Alors que le droit d'appel appartient à toute partie qui y a un intérêt si elle n'y a pas renoncé ; que pour apprécier si une partie a intérêt à faire appel, c'est au dispositif du jugement et non à ses motifs qu'il convient de se référer ; qu'en outre l'intérêt à agir n'est pas subordonné à la démonstration préalable du bien fondé de l'action ; qu'au surplus le tiers à un contrat peut invoquer comme fait juridique la situation créée par le contrat ; qu'en l'espèce, les deux ordonnances des 2 avril 2004 et 2 juillet 2004 du Juge Commissaire portent sur la cession des éléments d'actifs de l'EARL X... concernaient directement le GFA DESMET qui était partie à l'opération de cession, puisqu'il devait poursuivre les baux en cours avec Monsieur Y... ; qu'ainsi le GFA DESMET avait bien intérêt et partant qualité pour s'opposer à la demande d'annulation ou de résolution de la cession intervenue suivant ordonnance du 2 juillet 2004 ; que son appel du jugement entrepris était bien recevable ; que dès lors en statuant comme elle l'a fait, la Cour d'Appel a procédé d'une violation des articles 31 et 546 du Code de Procédure Civile.

◆ ◆ ◆ ◆ ◆ ◆ ◆

Poursuivez le texte sur l'appel du GFA DESMET après sa dernière phrase. Le matériel qui suit est sans rapport avec le texte sur l'appel du GFA DESMET.

MATÉRIEL FOURNI:

◆ ◆ ◆ ◆ ◆ ◆ ◆

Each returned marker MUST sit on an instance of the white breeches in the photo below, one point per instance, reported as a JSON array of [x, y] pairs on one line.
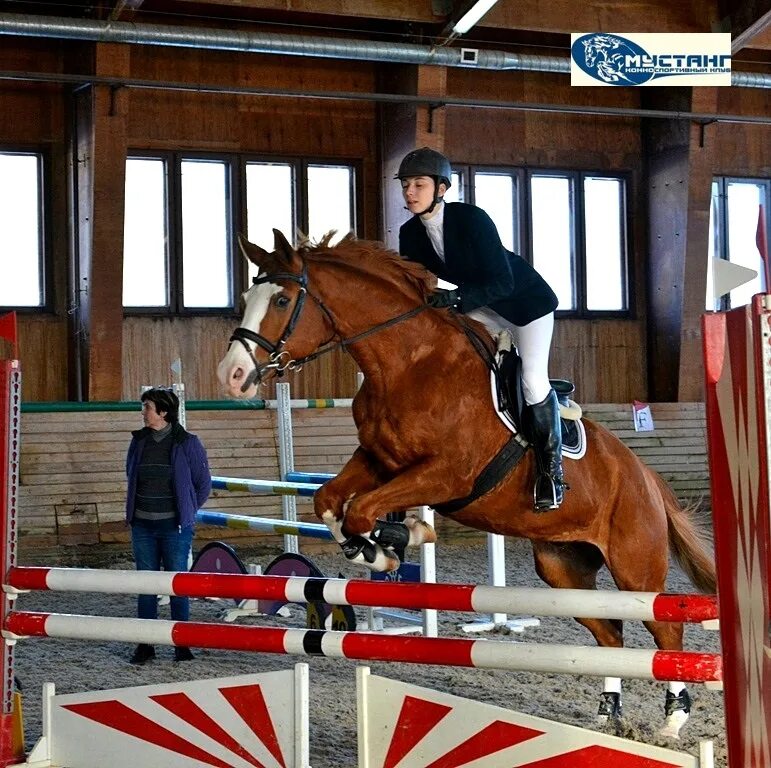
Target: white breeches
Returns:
[[533, 342]]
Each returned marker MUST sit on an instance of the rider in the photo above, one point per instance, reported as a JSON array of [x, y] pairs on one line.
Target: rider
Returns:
[[459, 243]]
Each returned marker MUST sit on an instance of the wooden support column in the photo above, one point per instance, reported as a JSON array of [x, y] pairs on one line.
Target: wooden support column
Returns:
[[100, 143], [680, 157], [405, 127], [701, 165]]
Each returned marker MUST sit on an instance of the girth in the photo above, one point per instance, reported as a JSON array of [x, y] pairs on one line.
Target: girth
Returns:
[[499, 466]]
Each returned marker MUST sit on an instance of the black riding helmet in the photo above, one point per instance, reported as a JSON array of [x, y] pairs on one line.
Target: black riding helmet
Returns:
[[427, 162]]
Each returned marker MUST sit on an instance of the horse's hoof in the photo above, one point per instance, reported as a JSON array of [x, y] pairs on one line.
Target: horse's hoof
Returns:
[[673, 725], [610, 707], [677, 708], [362, 551], [420, 531], [335, 526]]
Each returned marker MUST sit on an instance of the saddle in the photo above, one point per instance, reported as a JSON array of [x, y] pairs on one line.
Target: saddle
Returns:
[[511, 398]]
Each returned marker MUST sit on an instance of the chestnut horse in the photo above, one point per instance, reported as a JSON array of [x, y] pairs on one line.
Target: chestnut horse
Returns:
[[427, 428]]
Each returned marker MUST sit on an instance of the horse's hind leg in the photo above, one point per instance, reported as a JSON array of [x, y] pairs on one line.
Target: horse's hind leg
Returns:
[[574, 565], [649, 575]]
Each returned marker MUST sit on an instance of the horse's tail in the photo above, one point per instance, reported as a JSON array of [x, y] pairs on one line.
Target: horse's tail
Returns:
[[688, 543]]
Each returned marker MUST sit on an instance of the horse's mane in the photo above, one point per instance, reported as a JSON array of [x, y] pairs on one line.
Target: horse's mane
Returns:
[[371, 257]]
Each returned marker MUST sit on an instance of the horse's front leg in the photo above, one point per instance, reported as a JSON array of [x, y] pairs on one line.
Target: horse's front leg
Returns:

◆ ◆ ◆ ◆ ◆ ◆ ◆

RÉPONSE:
DEUXIEME MOYEN DE CASSATION :
Il est encore fait grief à l'arrêt attaqué d'avoir déclaré irrecevable la demande reconventionnelle du GFA DESMET tendant au paiement d'une indemnité d'occupation par Monsieur Y... occupant des terres faisant l'objet du litige.
Aux motifs que pour la première fois en cause d'Appel, le GFA DESMET se prétend créancier à l'égard de Monsieur Y... et de l'EARL DOMAINE DE VERSILLE d'une indemnité d'occupation pour bail verbal et à raison d'un préjudice constitué par la dévalorisation du stock et par le défaut d'entretien pendant trois années des terres et vignes ; que cependant le GFA DESMET qui prétend n'avoir pas reçu, depuis trois ans, un centime du fermage, au soutien de sa demande d'indemnité d'occupation, ne justifie pas à cet égard de la survenance ou de la révélation d'un fait ; que sa prétention d'indemnité d'occupation pour bail verbal est bien nouvelle au sens de l'article 564 sus rappelé ; que sa demande reconventionnelle d'indemnité d'occupation pour bail verbal est donc irrecevable ; que s'agissant du défaut d'entretien de l'exploitation invoqué par le GFA DESMET, il ne constitue pas la survenance ou la révélation d'un fait, puisqu'il est loisible de lire dans les écritures de l'appelante que l'EARL DOMAINE DE VERSILLE avait mal entretenu l'exploitation viticole tel que cela ressort du procès-verbal de constat dressé le 4 mai 2006.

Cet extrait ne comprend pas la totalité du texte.